• **PROBLEM STATEMENT**
Can you quote the lines below exactly, starting at the line with "Task: set a pin on each instance of the blurred" and going through the last one?

• **THE INPUT**
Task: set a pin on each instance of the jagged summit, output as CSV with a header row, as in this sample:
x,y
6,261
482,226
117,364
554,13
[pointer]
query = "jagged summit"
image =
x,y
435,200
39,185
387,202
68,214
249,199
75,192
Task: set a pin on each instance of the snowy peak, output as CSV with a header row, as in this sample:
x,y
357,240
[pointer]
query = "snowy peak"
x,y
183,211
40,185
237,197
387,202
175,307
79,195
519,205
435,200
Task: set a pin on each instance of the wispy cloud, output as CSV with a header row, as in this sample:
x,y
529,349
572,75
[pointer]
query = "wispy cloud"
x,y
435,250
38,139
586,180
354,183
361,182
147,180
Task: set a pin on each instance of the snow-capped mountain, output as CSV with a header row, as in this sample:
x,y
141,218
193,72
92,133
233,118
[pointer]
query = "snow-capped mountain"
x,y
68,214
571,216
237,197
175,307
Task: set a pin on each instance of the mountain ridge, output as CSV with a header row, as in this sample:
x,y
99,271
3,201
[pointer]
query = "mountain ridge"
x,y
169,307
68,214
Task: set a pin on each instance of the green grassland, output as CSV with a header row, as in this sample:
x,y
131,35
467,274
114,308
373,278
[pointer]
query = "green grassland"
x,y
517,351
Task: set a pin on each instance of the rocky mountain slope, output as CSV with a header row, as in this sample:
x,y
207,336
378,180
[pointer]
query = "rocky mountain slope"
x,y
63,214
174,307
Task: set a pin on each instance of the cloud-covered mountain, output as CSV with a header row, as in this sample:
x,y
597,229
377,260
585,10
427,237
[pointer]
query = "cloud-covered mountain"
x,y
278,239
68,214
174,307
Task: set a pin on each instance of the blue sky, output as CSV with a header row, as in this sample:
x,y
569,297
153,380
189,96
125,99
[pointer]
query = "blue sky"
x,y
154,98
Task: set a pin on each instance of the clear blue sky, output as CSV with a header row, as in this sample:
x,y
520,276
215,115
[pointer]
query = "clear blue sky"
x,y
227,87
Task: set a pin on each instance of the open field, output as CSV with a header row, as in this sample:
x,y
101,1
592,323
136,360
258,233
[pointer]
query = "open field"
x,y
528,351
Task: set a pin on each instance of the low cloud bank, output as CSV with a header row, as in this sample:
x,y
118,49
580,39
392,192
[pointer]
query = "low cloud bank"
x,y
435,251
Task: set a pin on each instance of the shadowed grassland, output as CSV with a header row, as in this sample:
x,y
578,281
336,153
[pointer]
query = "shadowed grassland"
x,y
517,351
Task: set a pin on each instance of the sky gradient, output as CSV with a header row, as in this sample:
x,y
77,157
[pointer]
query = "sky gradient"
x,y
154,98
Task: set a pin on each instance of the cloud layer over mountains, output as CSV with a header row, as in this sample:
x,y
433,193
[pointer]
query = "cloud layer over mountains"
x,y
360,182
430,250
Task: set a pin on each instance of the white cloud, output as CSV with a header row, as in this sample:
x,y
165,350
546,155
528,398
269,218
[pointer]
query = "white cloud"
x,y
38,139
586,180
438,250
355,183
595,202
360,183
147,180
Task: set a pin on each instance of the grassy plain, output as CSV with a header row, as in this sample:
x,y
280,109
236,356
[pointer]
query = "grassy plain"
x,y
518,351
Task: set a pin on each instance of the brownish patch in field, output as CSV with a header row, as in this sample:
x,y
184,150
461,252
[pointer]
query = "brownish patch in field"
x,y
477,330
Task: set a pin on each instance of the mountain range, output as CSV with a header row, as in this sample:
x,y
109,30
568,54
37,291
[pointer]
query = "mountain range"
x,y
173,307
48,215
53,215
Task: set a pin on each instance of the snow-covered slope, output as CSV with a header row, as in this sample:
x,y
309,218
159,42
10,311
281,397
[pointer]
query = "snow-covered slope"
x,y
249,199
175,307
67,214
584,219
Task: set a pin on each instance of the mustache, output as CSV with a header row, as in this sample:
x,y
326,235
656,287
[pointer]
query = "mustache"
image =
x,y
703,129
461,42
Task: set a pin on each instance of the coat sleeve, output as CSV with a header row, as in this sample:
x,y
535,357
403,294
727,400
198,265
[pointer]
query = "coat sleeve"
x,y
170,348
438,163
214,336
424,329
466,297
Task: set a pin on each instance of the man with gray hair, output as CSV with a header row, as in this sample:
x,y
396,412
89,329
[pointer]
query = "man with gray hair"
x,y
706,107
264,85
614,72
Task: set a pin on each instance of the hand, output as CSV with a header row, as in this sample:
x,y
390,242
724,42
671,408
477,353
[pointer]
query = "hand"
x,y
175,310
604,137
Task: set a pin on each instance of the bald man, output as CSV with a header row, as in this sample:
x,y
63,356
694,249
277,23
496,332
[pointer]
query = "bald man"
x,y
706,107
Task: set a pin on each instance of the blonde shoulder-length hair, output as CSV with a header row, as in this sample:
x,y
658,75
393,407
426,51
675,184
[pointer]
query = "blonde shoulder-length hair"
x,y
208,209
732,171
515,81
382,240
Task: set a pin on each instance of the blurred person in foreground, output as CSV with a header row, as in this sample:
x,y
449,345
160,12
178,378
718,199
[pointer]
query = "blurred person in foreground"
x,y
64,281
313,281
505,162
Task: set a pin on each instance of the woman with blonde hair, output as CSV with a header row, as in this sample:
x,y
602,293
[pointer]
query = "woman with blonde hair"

• **SOLUTION FOR THIS EXERCISE**
Task: set a pin on each instance of the blurred person in foreground, output as CSV with a header row, as in this sample:
x,y
449,345
160,12
178,378
718,199
[pointer]
query = "blurred person in foreground"
x,y
64,281
313,281
505,162
Task: set a pin on each instance of the woman with blonde hair, output as CSV with a header row, as in this sample:
x,y
602,293
[pointer]
query = "woman with blonde hair"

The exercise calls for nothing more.